___ EXTRACT TO READ ___
Recording Implicit Feedback

// User regenerates response (negative signal)
collector.RecordImplicitFeedback(interactionID, rlhf.ActionRegenerate)

// User copies response (positive signal)
collector.RecordImplicitFeedback(interactionID, rlhf.ActionCopy)

// User edits response (negative signal)
collector.RecordImplicitFeedback(interactionID, rlhf.ActionEdit)

// User continues conversation (positive signal)
collector.RecordImplicitFeedback(interactionID, rlhf.ActionContinue)

Recording Explicit Feedback

// User provides rating and comment
collector.RecordExplicitFeedback(
    interactionID,
    0.95,                    // score (0.0-1.0)
    "Very helpful response!" // comment
)

Checking for Feedback Prompts

// Check if user should be prompted for feedback
if collector.ShouldPromptForFeedback() {
    // Show feedback prompt UI
    model := rlhf.NewFeedbackPromptModel(interactionID)
    // ... run TUI model
}

Configuration

Required Settings

services:
  rlhf:
    enabled: true
    endpoint: https://api.ainative.studio/v1/rlhf
    api_key: your_api_key
    auto_collect: true

Optional Settings

services:
  rlhf:
    # Privacy controls
    opt_out: false
    review_before_submit: false

    # Batch settings
    batch_size: 10
    batch_interval: 5m

    # Feedback prompt settings
    prompt_interval: 5

    # Implicit feedback scores
    implicit_feedback:
      enabled: true
      regenerate_score: 0.2
      edit_response_score: 0.3
      copy_response_score: 0.8
      continue_score: 0.7

API Reference

Collector

NewCollector

func NewCollector(cfg *config.RLHFConfig, client *rlhf.Client) *Collector

Creates a new RLHF collector instance.

Start

func (c *Collector) Start() error

Starts the background worker for batch processing.

Stop

func (c *Collector) Stop() error

Gracefully stops the collector and flushes remaining interactions.

CaptureInteraction

func (c *Collector) CaptureInteraction(prompt, response, modelID string) string

Captures a user-AI interaction. Returns the interaction ID.

RecordImplicitFeedback

func (c *Collector) RecordImplicitFeedback(interactionID string, action FeedbackAction)

Records an implicit feedback signal for an interaction.

RecordExplicitFeedback

func (c *Collector) RecordExplicitFeedback(interactionID string, score float64, feedback string)

Records explicit user feedback for an interaction.

ShouldPromptForFeedback

func (c *Collector) ShouldPromptForFeedback() bool

Returns true if the user should be prompted for feedback.

FeedbackAction Types

const (
    ActionRegenerate FeedbackAction = "regenerate"
___ DATASET EXTRACT ___
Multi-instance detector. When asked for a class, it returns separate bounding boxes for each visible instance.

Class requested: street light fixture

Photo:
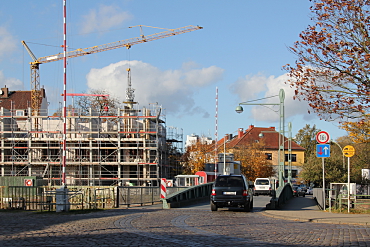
___
• **TO BE DONE**:
1. In the feedback collector guide, change the stretch from "collector.RecordImplicitFeedback(interactionID, rlhf.ActionCopy)" through "conversation (positive signal)" by putting "ActionShare" in place of "ActionCopy".
2. In the feedback collector guide, why does the code call ShouldPromptForFeedback before creating the feedback prompt model?
3. List every function or method name given under the "Collector" heading of the feedback collector guide's API Reference.

• **TASK RESPONSES**:
1.
collector.RecordImplicitFeedback(interactionID, rlhf.ActionShare)

// User edits response (negative signal)
collector.RecordImplicitFeedback(interactionID, rlhf.ActionEdit)

// User continues conversation (positive signal)

2. The call checks whether the user should be prompted for feedback. The prompt model is created and the feedback prompt UI is shown only when that check returns true.

3. NewCollector, Start, Stop, CaptureInteraction, RecordImplicitFeedback, RecordExplicitFeedback, ShouldPromptForFeedback